Kościół Wszystkich Świętych w Jedlnie był kolejnym przystankiem na drodze trwającej od 6 kwietnia peregrynacji kopii obrazu Matki Bożej Jasnogórskiej w archidiecezji częstochowskiej.
Bogata historia parafii sięga XV wieku. W zakrystii kościoła odczytujemy informacje, że wieś stanowiła własność królewską, a potem szlachecką. Stąd wywodził się ród Jedlińskich, herbu Nabram. W zapisach gnieźnieńskich znajdują się informacje o proboszczu jedlińskiej parafii z 1521 r. Pierwszy modrzewiowy kościół przetrwał ponad 300 lat, lecz nie ocalał w pożarze, który wybuchł w 1948 r. Na placu kościelnym zachowała się jedynie – do czasów współczesnych – dzwonnica z 1709 r., niestety bez dzwonów, które zostały zrabowane przez wojska niemieckie. Obecny kościół został wybudowany w latach 1949-50 staraniem ks. Jana Wacławiaka, a uroczystego poświęcenia świątyni dokonał we wrześniu 1962 r. bp Stefan Bareła. Warto wspomnieć, że w trudnych czasach okupacji hitlerowskiej parafia należała do Generalnej Guberni, gdzie można było prowadzić duszpasterstwo, dlatego wiele osób przekradało się przez granicę do kościoła nie tylko na Msze św., ale też na zwykłą rozmowę z księdzem.
Pomóż w rozwoju naszego portalu
Żeby było ładnie
Reklama
Mieszkańcy Jedlna gromadzili się na pięknie udekorowanym kościelnym placu od wczesnych godzin popołudniowych, a oczekiwaniom na przybycie obrazu Matki Bożej towarzyszył śpiew i modlitwa. Wszyscy zgodnie podkreślali, że to jedna z ważniejszych chwil w ich życiu. – To niesamowite i bardzo ważne, że gościmy Matkę Bożą, która przybywa do nas tak na żywo, blisko. Gdy jestem na Jasnej Górze, to tam jest inne odczucie, bo tam Matka Boża jest w swoim domu, dla wszystkich, a dziś przybywa tylko do nas, w gości. Starałyśmy się więc z paniami jak najpiękniej przygotować kościół dla Matki Bożej – powiedziała jedna z parafianek. Chłopcy z Liturgicznej Służby Ołtarza również podkreślali, że jest to dla nich bardzo ważne wydarzenie. – O wszystko zadbał ksiądz proboszcz, żeby było ładnie, mieliśmy próby i każdy wie, co do niego należy – przyznał jeden z ministrantów.
Podobnie jak w innych miejscowościach, przed nawiedzeniem obrazu Matki Bożej wierni uczestniczyli w rekolekcjach, a przez cały maj gromadzili się w kościele na nabożeństwach, podczas których modlili się w intencji rodzin.
Wszystko w rękach Maryi
Procesję do kościoła Wszystkich Świętych, po powitaniu ikony Matki Bożej, poprowadził metropolita częstochowski abp Wacław Depo, w towarzystwie księdza proboszcza Janusza Motyki, kapłanów, ministrantów, lektorów, strażaków OSP, licznie zgromadzonych parafian i dzieci, nie tylko pierwszokomunijnych, które z przejęciem sięgały do koszyczków po płatki kwiatów, aby rozsypać je na trasie procesji.
######
> _Polecenia_:
[A] Odpowiedz krótko na podstawie tekstu o parafii w Jedlnie:
(i) Z którego roku pochodzi dzwonnica zachowana na placu kościelnym?
(ii) Kto dokonał uroczystego poświęcenia obecnego kościoła?
(iii) W czyjej intencji wierni modlili się w maju podczas nabożeństw?
[B] Wyjaśnij w jednym do trzech zdań, dlaczego według tekstu o parafii w Jedlnie w czasie okupacji hitlerowskiej wiele osób przekradało się przez granicę do tutejszego kościoła.
[C] Proszę przytoczyć z tekstu o parafii w Jedlnie fragment od słów „Podobnie jak w” aż po słowa „w intencji rodzin.”.
Wiersze umieszczone dalej to odrębny materiał, niezwiązany z tekstem o parafii w Jedlnie.

[Wycinek zbioru danych]
######
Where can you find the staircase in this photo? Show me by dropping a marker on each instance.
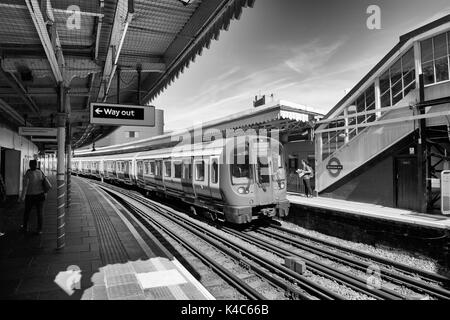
(369, 143)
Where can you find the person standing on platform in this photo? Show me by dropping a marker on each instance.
(2, 203)
(306, 173)
(34, 195)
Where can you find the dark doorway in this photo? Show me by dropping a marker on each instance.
(407, 182)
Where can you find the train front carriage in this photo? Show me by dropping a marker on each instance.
(254, 180)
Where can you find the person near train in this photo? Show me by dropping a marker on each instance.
(34, 192)
(306, 173)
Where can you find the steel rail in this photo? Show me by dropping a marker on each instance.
(428, 276)
(238, 283)
(282, 271)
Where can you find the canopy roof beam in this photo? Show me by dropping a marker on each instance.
(53, 49)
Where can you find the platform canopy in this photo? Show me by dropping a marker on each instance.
(81, 47)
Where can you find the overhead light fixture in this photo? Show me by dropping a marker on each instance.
(185, 2)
######
> _Wyniki_:
[A]
(i) Z 1709 r.
(ii) Bp Stefan Bareła, we wrześniu 1962 r.
(iii) W intencji rodzin.

[B] Parafia należała wtedy do Generalnej Guberni, gdzie można było prowadzić duszpasterstwo. Dlatego ludzie przekradali się przez granicę do kościoła nie tylko na Msze św., ale też na zwykłą rozmowę z księdzem.

[C]
Podobnie jak w innych miejscowościach, przed nawiedzeniem obrazu Matki Bożej wierni uczestniczyli w rekolekcjach, a przez cały maj gromadzili się w kościele na nabożeństwach, podczas których modlili się w intencji rodzin.